**BRIEF:**
Please repeat the listing below word for word, from the line containing "of the green" down to the end of the listing.
━━━━━━
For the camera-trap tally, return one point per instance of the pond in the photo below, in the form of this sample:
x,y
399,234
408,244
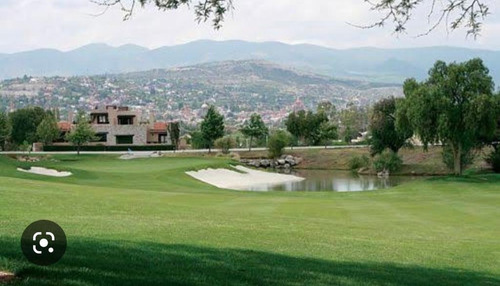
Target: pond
x,y
336,181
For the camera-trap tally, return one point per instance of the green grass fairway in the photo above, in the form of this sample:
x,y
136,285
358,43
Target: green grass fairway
x,y
144,222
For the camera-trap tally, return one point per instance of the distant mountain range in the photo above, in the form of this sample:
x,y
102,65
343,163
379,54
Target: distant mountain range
━━━━━━
**TASK SOLUTION:**
For the camera-trap tally, return one point per instance of the green grass fairway in the photo above, in the form of this sample:
x,y
136,285
358,43
Target: green grass fairway
x,y
144,222
For the camera-trap tally, return one point per instance of the distant mountain range in the photo above, in the form of this sample:
x,y
102,65
343,163
379,54
Target: distant mountain range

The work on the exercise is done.